↓↓↓
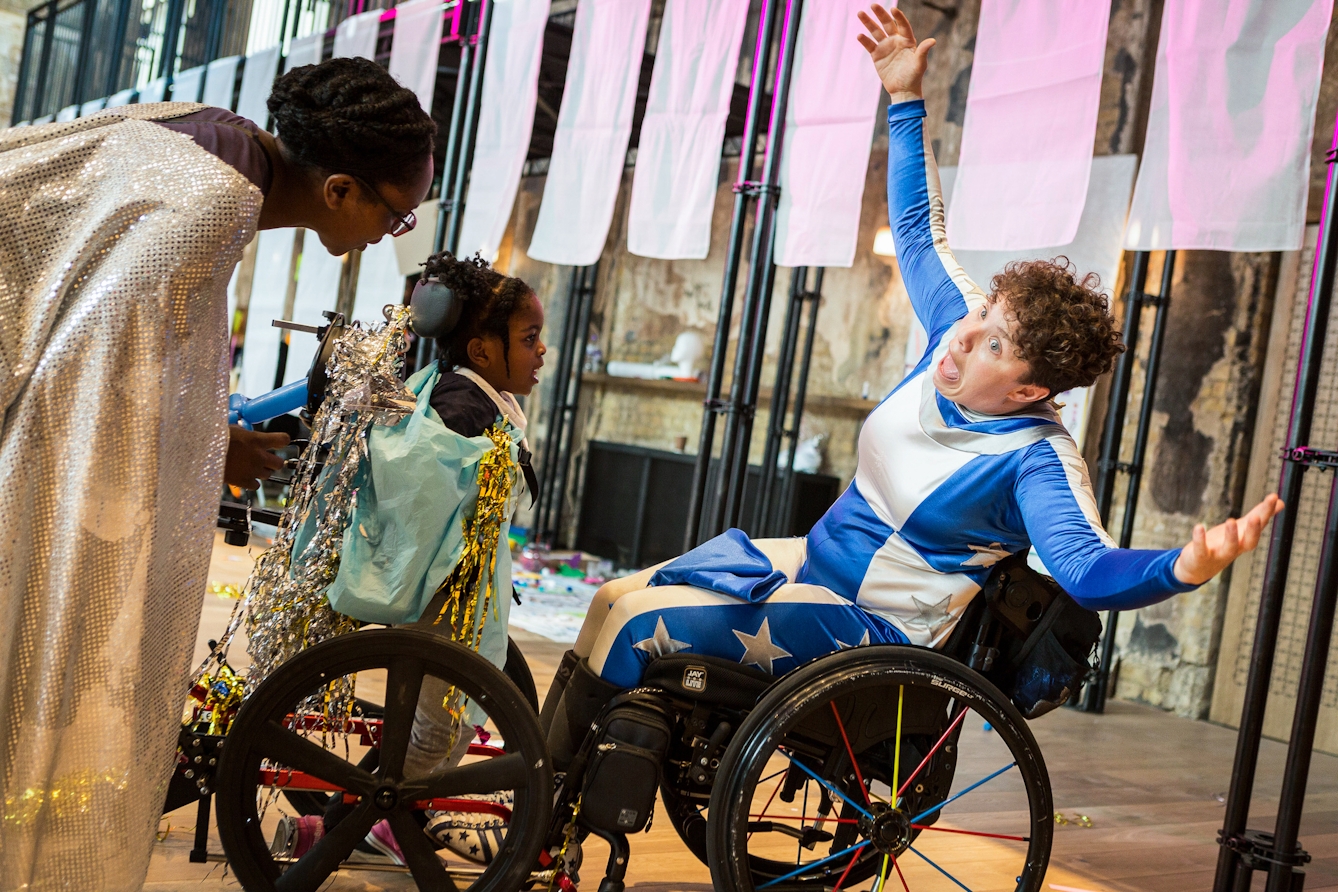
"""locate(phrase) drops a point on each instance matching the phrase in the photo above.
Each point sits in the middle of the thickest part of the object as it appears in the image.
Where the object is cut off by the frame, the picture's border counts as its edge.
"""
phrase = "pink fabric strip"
(1226, 163)
(1030, 121)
↑↑↑
Set the listing down exactly, without its pictures.

"""locate(phrase) drops a point on each instance matching the phrase in the photo above.
Each point sits in the middle of the thickest part of the object as it appears in the image.
Where the object is cut off by the frame, the picture's border counts as its edge.
"""
phrase = "pink fabric strip"
(1226, 163)
(1030, 121)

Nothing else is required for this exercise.